* [Data in this exercise]:

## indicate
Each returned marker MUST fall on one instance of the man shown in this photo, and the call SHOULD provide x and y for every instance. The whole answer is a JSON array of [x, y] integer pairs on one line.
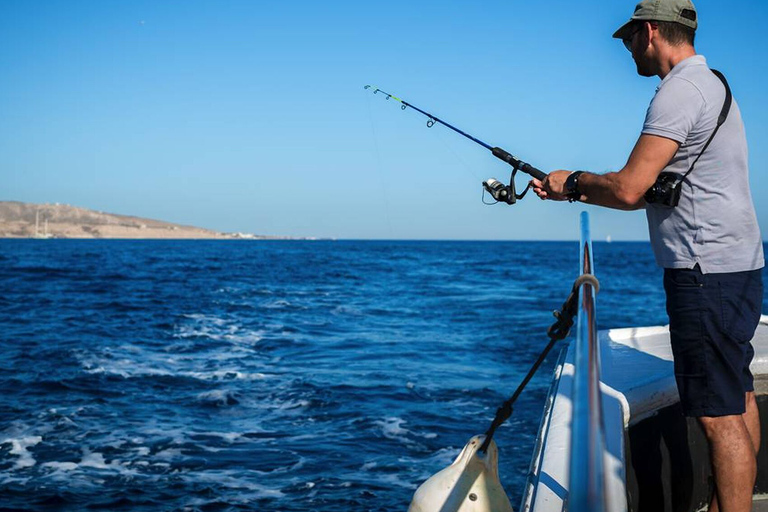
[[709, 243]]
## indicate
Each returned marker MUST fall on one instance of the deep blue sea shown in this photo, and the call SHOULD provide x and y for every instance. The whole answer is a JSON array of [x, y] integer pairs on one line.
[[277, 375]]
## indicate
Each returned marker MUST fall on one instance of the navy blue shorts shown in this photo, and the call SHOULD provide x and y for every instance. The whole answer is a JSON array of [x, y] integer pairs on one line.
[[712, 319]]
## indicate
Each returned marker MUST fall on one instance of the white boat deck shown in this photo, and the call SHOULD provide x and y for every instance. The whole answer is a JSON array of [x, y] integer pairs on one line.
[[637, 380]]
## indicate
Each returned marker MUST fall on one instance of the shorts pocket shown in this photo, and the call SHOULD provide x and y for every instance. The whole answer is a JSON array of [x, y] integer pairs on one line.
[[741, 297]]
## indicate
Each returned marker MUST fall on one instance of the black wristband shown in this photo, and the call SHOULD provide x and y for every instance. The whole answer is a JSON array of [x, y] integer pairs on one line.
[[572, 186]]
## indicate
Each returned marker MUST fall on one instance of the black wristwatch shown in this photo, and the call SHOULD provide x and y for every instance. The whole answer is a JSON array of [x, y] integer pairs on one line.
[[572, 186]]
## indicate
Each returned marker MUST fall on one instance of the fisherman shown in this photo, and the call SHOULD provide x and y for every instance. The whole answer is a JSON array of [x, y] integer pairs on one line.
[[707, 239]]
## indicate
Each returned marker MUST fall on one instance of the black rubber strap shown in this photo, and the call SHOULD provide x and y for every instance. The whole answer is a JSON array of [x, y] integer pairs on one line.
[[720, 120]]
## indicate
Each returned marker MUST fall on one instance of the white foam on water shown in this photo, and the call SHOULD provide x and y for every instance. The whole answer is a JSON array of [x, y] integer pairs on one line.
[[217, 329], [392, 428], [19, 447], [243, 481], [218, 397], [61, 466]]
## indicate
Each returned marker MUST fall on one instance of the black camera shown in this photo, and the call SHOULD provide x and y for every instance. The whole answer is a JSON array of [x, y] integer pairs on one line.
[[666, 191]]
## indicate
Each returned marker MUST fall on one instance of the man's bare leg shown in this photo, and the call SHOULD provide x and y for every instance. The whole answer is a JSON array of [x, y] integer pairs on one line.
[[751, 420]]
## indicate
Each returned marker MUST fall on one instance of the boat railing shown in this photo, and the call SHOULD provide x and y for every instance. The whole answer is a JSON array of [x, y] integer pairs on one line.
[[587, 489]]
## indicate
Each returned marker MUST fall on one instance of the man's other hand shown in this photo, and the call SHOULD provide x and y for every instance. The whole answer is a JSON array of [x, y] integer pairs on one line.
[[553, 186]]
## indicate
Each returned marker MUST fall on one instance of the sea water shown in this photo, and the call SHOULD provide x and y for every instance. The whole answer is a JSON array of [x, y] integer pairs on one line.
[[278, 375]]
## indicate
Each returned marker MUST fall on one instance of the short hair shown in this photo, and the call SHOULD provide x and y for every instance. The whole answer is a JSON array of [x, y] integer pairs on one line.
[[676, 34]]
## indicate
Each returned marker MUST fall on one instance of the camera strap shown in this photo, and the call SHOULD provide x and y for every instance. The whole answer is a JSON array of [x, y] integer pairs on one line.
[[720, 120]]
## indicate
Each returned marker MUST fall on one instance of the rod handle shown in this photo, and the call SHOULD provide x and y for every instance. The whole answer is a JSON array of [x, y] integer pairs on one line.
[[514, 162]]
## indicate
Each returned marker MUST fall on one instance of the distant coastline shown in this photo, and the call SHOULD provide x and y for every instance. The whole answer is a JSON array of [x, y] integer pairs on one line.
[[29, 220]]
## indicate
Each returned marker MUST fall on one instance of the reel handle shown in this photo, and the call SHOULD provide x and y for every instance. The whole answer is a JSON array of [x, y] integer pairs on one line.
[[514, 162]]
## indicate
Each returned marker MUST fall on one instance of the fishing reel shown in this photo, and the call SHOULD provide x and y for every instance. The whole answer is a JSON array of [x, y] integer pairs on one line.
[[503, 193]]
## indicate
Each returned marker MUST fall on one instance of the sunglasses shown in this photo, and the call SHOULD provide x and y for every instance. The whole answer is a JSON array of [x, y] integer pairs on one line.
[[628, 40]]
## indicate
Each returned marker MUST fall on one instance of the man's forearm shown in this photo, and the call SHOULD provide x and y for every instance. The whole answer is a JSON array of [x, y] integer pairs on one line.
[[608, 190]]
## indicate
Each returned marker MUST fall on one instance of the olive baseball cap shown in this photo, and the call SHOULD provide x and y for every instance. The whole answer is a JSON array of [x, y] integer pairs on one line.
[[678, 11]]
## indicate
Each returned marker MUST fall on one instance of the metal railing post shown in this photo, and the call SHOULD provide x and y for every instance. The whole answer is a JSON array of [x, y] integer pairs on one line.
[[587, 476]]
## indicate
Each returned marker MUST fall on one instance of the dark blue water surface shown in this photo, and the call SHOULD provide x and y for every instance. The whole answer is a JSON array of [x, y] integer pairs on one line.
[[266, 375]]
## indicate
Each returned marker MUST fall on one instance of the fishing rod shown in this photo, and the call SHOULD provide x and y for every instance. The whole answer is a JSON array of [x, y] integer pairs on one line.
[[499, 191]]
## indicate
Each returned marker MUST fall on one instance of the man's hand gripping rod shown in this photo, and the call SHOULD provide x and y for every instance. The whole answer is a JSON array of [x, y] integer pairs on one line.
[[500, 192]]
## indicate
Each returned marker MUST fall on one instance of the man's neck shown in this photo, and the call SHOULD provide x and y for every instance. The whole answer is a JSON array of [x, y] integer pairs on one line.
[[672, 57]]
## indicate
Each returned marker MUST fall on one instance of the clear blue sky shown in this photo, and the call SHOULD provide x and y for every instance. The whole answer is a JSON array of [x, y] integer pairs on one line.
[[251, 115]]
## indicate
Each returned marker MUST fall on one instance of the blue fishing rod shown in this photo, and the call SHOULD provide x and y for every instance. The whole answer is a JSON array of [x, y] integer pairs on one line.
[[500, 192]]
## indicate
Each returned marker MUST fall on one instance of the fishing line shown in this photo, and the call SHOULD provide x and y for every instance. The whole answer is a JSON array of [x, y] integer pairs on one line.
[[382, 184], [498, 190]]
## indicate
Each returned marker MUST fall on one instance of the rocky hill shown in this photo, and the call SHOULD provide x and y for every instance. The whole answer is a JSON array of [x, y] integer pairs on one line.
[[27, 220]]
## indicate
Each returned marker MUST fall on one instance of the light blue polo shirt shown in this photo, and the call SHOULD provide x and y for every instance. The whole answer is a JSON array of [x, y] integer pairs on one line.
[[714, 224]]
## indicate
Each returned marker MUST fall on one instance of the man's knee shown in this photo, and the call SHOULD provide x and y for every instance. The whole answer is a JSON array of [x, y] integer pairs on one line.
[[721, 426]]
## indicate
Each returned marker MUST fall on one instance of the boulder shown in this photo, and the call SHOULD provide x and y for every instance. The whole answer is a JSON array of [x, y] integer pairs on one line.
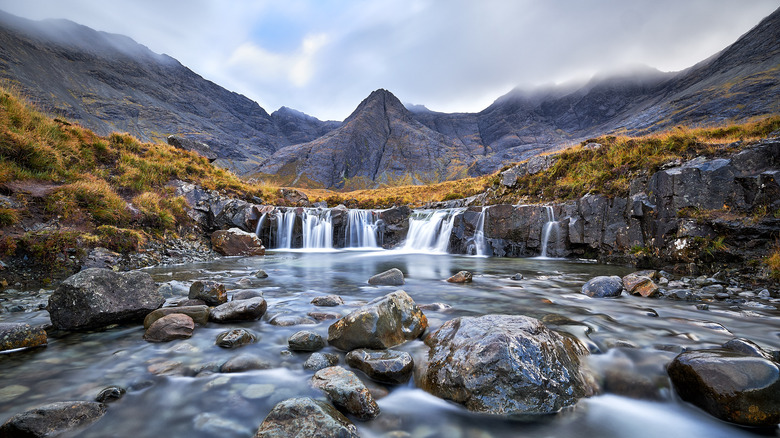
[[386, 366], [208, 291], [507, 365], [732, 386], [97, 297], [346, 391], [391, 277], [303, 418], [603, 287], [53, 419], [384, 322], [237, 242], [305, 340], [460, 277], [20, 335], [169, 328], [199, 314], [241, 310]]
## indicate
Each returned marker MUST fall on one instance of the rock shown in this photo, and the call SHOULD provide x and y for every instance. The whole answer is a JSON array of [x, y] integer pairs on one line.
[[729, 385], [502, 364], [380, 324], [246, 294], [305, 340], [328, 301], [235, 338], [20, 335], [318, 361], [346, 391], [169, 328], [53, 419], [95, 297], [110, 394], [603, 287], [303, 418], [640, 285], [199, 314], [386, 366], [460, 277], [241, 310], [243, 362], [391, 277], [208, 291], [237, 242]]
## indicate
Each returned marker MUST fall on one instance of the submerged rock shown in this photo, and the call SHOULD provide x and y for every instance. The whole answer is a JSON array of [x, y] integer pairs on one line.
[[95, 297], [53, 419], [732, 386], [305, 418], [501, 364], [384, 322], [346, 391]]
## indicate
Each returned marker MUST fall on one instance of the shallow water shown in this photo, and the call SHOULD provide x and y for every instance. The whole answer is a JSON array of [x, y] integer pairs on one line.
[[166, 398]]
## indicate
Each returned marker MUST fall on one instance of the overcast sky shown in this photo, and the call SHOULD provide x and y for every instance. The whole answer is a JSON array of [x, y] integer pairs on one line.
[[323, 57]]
...
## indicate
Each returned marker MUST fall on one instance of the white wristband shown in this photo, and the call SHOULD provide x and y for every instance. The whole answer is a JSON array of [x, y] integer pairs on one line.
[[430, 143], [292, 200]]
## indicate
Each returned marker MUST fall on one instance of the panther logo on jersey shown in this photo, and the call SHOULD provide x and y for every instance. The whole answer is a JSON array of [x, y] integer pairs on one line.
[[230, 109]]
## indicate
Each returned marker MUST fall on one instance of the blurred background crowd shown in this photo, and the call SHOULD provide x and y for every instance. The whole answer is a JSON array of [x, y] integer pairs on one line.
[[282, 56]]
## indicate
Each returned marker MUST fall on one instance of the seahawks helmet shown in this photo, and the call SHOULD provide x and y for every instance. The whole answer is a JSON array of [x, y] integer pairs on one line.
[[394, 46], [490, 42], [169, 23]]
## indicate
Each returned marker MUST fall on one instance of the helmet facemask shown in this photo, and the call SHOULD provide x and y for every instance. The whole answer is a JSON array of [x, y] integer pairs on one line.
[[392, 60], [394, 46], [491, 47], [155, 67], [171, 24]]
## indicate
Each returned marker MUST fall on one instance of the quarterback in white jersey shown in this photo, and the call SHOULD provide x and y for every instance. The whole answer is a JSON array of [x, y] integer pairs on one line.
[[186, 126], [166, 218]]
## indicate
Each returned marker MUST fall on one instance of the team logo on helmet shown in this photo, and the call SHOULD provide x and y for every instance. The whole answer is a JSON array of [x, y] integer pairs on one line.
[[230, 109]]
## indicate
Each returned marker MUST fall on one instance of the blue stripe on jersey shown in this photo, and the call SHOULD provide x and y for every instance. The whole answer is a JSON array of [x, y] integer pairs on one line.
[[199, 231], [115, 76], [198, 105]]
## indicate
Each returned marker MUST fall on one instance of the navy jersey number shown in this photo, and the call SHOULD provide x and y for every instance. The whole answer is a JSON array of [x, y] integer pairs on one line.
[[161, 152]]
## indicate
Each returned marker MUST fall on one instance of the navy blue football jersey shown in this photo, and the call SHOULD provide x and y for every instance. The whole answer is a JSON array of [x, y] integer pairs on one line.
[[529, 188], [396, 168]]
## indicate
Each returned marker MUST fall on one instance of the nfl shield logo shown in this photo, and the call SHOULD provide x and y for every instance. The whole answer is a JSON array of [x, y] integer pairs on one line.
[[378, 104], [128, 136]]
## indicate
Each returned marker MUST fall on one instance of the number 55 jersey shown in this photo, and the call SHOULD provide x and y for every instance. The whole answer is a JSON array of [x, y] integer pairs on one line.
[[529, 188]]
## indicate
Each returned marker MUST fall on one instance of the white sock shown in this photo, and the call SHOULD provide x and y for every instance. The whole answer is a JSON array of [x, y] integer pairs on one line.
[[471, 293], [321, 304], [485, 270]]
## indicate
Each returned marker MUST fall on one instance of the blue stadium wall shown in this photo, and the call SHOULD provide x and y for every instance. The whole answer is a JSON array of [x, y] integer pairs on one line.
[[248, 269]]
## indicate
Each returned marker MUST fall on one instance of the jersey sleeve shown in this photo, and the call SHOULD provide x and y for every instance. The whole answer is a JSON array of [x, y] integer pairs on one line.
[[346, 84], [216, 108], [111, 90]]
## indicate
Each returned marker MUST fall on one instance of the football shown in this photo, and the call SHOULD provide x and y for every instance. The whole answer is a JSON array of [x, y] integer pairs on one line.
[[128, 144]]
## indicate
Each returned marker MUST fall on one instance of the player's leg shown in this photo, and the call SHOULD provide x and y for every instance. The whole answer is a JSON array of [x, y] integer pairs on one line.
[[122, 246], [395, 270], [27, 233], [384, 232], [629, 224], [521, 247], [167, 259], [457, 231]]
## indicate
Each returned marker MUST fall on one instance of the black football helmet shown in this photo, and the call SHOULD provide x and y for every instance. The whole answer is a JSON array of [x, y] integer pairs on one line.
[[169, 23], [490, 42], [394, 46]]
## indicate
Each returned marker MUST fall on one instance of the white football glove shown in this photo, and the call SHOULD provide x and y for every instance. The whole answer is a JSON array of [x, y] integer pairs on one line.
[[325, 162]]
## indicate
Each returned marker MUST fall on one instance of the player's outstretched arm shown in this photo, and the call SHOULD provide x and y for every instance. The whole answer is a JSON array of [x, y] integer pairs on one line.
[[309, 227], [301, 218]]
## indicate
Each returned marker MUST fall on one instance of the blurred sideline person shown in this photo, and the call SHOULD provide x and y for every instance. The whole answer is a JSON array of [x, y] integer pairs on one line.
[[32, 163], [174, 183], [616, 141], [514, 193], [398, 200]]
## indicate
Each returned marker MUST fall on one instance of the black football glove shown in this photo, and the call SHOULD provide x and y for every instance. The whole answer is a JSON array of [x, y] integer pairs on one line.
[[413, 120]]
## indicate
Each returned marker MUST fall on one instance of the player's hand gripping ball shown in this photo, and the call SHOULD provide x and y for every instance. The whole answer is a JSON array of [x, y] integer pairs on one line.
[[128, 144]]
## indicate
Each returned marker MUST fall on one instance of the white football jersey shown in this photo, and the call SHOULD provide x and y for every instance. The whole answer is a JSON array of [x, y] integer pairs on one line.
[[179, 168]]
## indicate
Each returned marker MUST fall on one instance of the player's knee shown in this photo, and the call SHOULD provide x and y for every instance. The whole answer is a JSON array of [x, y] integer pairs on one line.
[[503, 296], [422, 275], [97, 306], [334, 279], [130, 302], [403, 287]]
--
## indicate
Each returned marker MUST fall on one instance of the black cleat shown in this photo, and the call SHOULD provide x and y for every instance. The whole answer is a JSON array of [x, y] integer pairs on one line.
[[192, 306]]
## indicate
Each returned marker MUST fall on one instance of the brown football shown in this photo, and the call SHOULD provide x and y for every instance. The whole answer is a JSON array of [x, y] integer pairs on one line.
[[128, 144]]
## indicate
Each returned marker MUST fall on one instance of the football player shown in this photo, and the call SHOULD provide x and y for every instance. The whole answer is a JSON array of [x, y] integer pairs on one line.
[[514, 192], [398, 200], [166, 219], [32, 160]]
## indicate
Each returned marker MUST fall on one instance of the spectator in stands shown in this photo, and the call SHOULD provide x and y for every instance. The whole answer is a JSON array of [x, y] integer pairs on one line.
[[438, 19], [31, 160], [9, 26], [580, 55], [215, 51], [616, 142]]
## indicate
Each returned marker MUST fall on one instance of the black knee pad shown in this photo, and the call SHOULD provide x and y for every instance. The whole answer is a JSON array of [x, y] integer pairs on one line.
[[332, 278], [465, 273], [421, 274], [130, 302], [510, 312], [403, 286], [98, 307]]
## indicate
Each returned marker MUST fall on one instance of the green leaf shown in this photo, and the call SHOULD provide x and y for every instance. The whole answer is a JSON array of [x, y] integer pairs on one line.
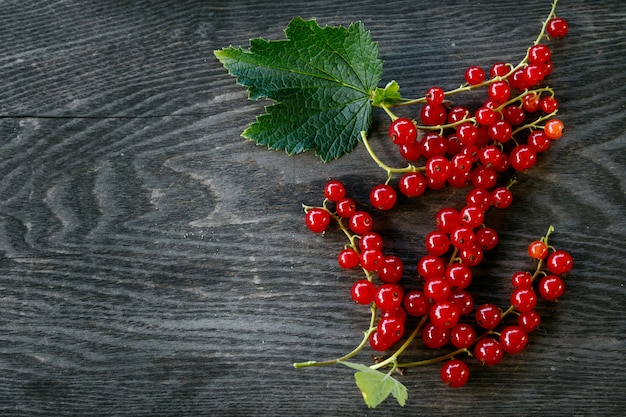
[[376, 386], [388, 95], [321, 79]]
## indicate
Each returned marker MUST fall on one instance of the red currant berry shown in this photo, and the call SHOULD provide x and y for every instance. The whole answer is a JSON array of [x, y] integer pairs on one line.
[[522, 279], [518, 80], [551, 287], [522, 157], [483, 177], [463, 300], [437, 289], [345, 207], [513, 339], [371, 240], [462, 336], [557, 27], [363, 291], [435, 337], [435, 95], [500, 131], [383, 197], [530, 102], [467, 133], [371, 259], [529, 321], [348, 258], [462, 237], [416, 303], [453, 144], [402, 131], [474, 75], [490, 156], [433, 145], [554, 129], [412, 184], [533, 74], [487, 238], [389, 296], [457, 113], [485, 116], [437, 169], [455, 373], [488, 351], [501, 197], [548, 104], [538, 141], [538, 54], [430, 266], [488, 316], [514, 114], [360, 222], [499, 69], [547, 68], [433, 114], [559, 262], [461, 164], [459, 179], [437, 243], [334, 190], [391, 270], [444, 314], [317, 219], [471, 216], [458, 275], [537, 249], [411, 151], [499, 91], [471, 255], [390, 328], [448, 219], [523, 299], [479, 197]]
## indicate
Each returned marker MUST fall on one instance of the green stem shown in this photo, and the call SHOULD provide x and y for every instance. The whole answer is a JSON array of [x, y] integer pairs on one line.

* [Task to carry out]:
Identify every line in the rows above that contains the string "reel", and copy each such line out in full.

* [Task solution]:
Each returned marker MUST fall on one instance of the reel handle shown in this photo, and the call SHOULD provide x and y for every instance. The whole answer is a JSON array of [x, y] integer pairs on one line.
Each returned marker MUST fall on one instance of the fishing reel shown in this photo, and the call SHOULD provide x and y for every instance. The whole answer is a JSON array of [x, y] integer pairs on one line.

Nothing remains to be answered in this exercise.